[Task objective] Return, from the data that follows, each line that holds the word "below".
##### Record extracts
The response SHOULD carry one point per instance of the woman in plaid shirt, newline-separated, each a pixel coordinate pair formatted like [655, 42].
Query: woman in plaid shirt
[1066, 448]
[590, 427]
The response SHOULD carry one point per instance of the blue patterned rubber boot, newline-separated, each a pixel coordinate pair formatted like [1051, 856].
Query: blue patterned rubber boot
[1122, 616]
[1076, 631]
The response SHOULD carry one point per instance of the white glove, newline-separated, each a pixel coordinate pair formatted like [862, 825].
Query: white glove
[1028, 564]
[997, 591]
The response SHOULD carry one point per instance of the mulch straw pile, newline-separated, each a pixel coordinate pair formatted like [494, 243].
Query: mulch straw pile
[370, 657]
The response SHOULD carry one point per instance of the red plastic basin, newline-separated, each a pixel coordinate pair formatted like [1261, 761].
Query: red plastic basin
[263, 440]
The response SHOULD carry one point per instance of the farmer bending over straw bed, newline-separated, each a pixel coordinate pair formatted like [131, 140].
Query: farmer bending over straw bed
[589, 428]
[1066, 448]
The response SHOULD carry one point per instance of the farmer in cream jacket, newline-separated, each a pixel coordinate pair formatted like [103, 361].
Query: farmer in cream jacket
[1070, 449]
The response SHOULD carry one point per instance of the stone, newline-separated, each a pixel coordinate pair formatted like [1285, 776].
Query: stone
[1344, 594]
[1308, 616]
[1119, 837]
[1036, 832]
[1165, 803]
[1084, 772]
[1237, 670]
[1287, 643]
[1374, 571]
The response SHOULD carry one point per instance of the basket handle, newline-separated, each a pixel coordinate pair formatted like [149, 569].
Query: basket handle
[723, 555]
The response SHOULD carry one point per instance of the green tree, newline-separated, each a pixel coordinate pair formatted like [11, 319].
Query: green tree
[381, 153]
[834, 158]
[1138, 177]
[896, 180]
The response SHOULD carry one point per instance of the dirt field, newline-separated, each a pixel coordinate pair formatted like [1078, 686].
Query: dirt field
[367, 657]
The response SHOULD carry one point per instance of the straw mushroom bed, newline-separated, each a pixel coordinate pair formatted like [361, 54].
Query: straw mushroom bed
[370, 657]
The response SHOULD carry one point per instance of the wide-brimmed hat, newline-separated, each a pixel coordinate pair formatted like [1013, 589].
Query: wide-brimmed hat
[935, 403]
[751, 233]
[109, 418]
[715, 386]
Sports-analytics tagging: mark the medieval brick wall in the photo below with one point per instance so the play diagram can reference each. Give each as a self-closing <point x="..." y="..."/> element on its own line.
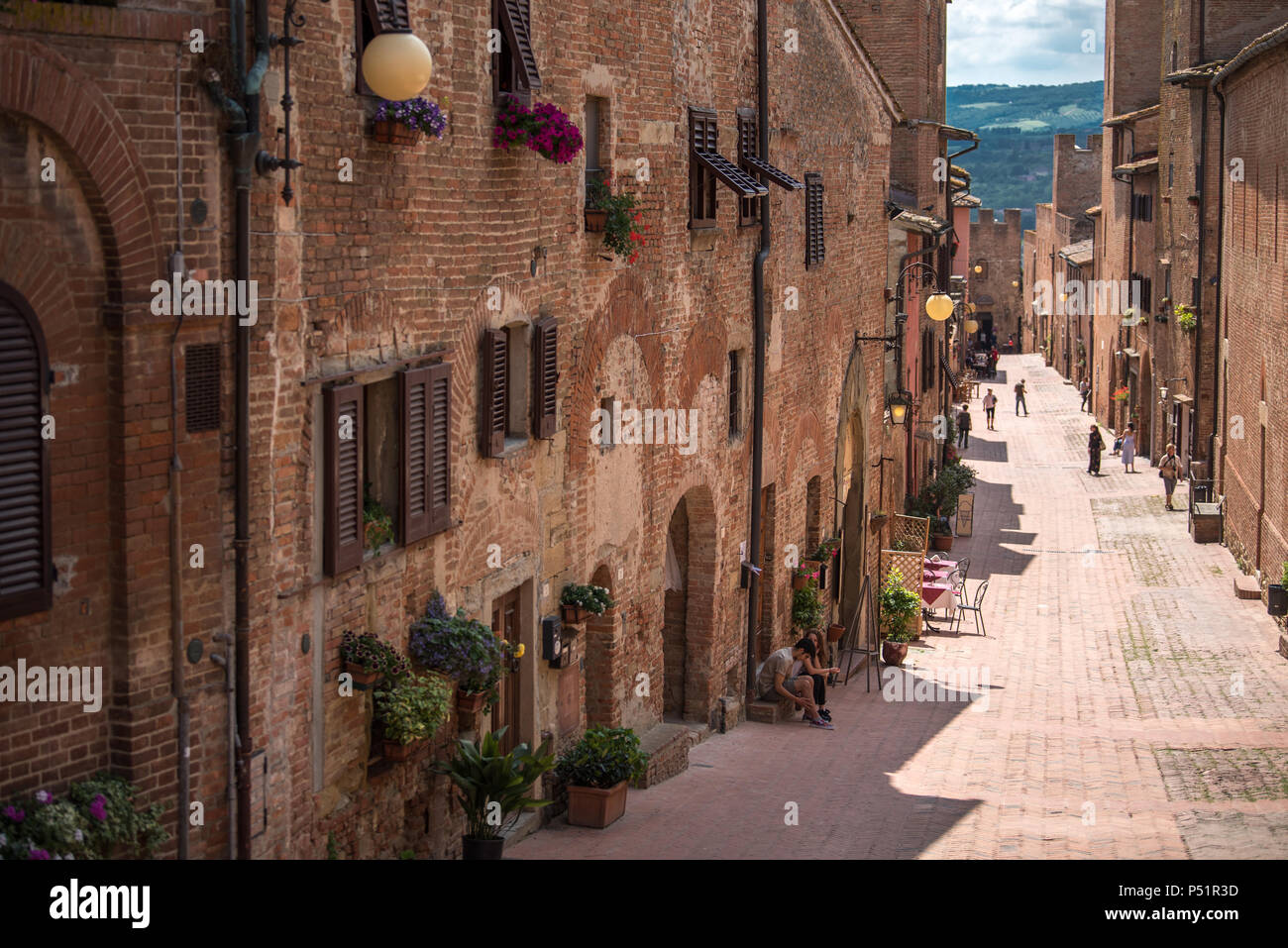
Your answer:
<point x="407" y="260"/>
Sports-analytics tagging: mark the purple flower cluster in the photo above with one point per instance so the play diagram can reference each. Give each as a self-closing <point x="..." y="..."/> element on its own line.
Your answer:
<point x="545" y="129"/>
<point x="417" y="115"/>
##########
##### Record extracts
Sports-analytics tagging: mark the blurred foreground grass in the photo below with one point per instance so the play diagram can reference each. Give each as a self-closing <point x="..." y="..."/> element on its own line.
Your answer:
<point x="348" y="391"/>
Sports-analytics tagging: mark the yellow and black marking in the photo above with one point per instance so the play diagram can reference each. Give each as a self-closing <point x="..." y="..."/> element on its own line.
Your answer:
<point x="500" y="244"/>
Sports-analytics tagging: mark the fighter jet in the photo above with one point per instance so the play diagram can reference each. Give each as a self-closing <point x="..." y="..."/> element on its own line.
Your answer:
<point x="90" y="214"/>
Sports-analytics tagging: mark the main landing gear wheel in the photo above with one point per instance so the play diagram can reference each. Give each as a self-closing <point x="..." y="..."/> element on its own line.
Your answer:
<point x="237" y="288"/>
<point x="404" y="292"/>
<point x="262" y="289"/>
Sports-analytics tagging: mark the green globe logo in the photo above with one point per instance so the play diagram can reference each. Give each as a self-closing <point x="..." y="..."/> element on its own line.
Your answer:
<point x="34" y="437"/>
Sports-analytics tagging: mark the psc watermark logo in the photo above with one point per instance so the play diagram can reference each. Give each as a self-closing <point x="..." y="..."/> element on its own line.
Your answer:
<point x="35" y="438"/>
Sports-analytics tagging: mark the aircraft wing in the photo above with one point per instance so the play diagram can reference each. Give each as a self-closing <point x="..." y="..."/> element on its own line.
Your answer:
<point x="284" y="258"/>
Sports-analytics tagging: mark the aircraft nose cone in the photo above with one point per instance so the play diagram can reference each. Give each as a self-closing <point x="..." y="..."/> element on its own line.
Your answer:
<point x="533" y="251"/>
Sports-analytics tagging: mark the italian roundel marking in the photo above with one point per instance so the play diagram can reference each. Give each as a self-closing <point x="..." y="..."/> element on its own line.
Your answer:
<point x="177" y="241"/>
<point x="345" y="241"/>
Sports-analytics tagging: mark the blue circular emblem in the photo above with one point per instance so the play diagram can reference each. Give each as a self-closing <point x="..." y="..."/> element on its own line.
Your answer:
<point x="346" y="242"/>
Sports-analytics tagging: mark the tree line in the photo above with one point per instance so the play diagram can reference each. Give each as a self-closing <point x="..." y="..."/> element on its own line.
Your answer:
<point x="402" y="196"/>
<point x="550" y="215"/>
##########
[Your response]
Sports-analytics tagging: mark the medieval brick wall in the photo below with one point per instance so the play diagram can reference each. Give each as a self-closing <point x="..." y="..."/> element on its own line.
Sports-analytics tagging: mark the blurred foreground grass in the photo below with one point per instance so the play diagram can reference each. Give each as a self-closing <point x="..." y="..."/> element on its own line.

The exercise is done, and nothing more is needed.